§ **Set of tasks**
[A] In the forum post about Nanopore 16S sequencing of gastric biopsies, which reference database was used for taxonomic classification?
[B] Continue the forum thread about Nanopore 16S analysis of gastric biopsies from its last sentence.
=== Page text ===
Core metrics sugesttions

Hello everyone,

I am working on 16S rRNA Nanopore sequencing data from gastric biopsies (24 samples, H. pylori positive patients), with reads of ~450 bp median length.

After quality control and dereplication using q2-vsearch, I obtained ~26,000 unique features from ~26,000 reads, likely reflecting Nanopore sequencing error rates. I then performed taxonomic classification using SILVA 138.2 and collapsed the data at the genus level for downstream analyses.

For diversity analyses, I used non-phylogenetic metrics (Shannon, Pielou, Bray-Curtis, Jaccard) and differential abundance testing (ANCOM-BC). I initially attempted to build a phylogenetic tree (FastTree), but it became computationally infeasible due to the large number of unique sequences.

Given these constraints, I decided to proceed without phylogenetic tree construction, and rely only on non-phylogenetic metrics at the genus level.

My question is: Is this approach methodologically sound for Nanopore 16S data, and acceptable for microbiome analysis without using phylogenetic-based metrics like UniFrac?

Thank you for your advice!

Hello!

Yes, your pipeline makes sense to me.
=== Recorded information ===
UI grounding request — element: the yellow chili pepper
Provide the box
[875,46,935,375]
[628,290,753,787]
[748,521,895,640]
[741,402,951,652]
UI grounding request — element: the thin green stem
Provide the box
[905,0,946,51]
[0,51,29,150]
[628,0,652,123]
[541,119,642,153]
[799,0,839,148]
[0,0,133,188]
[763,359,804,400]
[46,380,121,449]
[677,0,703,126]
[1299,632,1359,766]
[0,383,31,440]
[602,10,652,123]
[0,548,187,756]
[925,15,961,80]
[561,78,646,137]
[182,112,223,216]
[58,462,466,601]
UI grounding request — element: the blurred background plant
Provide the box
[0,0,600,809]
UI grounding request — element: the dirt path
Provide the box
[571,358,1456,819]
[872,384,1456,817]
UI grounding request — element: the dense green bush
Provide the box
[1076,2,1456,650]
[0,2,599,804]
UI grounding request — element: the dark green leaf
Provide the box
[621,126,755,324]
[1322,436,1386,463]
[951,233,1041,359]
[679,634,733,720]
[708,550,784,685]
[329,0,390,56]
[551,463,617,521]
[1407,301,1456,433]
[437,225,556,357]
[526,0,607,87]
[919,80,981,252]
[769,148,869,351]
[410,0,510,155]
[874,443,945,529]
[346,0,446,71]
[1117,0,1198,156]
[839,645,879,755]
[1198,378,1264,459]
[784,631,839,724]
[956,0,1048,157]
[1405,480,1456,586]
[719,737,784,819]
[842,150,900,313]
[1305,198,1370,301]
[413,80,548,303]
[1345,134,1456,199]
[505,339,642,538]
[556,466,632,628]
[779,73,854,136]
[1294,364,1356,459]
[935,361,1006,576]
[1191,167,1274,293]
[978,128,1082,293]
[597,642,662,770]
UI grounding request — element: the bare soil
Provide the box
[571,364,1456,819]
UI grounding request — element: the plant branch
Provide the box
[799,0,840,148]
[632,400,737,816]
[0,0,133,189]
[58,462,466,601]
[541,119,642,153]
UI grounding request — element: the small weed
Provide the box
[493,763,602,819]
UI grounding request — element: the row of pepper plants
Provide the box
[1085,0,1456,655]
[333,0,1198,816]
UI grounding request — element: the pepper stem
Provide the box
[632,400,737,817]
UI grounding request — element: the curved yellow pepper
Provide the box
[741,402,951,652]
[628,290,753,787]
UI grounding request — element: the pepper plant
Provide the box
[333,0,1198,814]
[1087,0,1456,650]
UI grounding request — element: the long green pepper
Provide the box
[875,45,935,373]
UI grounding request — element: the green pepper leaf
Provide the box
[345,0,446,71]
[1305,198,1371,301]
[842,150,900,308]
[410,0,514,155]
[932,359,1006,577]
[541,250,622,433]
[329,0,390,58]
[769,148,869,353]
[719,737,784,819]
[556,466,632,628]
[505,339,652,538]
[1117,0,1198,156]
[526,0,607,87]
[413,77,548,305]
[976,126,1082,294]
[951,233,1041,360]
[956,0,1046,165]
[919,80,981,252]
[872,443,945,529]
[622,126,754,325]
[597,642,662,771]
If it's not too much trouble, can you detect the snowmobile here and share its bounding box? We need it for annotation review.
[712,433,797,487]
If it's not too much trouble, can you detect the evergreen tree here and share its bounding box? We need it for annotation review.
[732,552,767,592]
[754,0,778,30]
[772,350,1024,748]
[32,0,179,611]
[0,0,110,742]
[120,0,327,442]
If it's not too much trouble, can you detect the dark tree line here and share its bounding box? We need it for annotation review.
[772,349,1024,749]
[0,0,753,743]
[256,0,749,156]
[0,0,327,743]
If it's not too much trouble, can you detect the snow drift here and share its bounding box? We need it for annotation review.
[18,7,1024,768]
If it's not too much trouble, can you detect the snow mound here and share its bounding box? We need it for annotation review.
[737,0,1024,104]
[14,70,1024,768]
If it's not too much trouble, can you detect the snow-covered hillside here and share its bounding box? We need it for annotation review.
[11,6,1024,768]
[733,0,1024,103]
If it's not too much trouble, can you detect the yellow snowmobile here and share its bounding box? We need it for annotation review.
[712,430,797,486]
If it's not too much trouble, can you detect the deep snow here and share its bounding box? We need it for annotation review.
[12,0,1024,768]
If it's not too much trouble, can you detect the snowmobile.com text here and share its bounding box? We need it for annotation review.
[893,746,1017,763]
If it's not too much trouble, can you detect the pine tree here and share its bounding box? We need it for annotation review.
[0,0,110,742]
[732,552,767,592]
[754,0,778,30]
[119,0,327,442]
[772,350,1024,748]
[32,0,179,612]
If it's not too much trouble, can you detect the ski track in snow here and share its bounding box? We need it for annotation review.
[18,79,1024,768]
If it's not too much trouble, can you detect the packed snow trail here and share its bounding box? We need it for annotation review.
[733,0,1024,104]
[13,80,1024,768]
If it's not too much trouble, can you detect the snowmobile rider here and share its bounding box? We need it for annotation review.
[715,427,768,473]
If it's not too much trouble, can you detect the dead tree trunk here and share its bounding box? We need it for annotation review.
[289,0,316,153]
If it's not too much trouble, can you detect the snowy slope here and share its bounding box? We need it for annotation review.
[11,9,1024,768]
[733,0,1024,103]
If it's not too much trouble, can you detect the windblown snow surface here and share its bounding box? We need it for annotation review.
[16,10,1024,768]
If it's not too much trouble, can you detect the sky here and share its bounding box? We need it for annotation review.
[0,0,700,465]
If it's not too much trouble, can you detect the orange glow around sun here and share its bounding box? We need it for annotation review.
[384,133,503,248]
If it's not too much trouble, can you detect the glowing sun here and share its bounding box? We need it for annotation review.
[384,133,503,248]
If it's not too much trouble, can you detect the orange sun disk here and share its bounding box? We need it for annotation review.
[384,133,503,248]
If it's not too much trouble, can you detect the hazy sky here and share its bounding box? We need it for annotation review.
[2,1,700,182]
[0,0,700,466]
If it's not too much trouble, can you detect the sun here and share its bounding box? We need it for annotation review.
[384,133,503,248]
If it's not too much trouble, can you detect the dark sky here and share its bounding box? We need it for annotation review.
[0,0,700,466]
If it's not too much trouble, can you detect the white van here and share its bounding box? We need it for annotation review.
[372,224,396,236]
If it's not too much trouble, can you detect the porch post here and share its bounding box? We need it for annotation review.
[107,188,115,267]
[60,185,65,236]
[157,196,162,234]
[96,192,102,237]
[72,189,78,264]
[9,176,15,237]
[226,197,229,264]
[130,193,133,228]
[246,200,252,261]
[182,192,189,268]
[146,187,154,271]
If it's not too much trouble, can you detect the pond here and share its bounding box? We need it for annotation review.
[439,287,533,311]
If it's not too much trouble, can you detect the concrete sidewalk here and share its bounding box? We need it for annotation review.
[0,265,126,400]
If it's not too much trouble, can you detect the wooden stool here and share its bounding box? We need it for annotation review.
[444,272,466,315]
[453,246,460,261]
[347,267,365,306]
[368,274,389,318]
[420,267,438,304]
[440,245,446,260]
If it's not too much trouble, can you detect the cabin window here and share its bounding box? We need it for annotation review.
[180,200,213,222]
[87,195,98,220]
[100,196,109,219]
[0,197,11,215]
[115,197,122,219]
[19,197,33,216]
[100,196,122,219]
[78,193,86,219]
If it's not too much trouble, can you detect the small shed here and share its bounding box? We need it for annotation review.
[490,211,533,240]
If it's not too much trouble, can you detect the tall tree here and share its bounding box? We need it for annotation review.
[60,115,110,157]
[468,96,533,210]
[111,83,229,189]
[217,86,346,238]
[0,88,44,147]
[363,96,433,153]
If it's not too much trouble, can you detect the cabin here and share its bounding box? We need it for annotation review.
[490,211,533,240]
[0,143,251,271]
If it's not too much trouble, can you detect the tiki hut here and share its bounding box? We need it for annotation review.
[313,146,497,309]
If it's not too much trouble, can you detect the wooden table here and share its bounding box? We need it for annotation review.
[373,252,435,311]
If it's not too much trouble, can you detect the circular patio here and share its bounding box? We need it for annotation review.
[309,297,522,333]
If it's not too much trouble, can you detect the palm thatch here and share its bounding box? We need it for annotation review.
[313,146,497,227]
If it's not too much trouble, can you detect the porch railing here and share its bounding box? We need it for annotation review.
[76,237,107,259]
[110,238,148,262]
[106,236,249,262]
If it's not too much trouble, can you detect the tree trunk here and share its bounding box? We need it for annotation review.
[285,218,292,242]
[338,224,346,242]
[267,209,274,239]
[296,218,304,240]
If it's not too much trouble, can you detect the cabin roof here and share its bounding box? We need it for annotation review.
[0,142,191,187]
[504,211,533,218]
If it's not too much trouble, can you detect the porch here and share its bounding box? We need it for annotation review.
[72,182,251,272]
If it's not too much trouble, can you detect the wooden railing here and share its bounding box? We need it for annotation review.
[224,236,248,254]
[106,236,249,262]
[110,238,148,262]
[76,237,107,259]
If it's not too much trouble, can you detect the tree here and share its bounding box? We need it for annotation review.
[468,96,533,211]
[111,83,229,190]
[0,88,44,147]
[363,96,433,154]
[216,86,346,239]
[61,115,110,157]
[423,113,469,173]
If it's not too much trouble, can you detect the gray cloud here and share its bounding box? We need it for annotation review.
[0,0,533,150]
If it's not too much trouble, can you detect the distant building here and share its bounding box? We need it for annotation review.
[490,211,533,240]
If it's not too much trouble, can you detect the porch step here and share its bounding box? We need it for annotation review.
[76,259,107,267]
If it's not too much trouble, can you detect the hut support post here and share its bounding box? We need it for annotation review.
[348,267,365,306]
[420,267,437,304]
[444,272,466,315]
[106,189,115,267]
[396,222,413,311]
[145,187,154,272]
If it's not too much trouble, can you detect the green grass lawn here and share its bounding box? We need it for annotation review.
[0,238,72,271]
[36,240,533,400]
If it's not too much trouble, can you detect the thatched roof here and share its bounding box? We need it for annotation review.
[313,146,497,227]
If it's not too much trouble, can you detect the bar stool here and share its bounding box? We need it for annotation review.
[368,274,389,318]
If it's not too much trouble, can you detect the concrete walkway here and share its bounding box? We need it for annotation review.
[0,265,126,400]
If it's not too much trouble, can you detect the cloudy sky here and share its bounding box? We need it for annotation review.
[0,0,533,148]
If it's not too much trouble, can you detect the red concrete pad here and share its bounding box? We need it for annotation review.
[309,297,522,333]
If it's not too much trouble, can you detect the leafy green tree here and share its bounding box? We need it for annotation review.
===
§ **Exercise results**
[A] SILVA 138.2

[B]
Just a small note - for diversity metrics, I would collapse to the species level, since your goal in that particular case is not precise taxonomic annotation but grouping unique features into shared clusters. For the barplots and Ancom-BC2, in your case, I would also use genus-level annotations.

Hi @EMI012 ,
Just to add to @timanix 's advice: you could also consider clustering sequences into OTUs, e.g., at 99%. This would have the same net effect as collapsing by taxonomy, collapsing your sequences into clusters to smooth over the issues with sequencing errors.

This is absolutely sound and a common procedure (regardless of sequencing error issues). To get insight into genetic similarity of the communities but skip tree building, you could try the k-mer-based metrics in the q2-boots/q2-kmerizer plugins. These will still be sensitive to sequencing errors (slightly less so than ASV-based diversity analyses, but still spurious kmers could have an impact), so I suggest OTU clustering before trying these methods.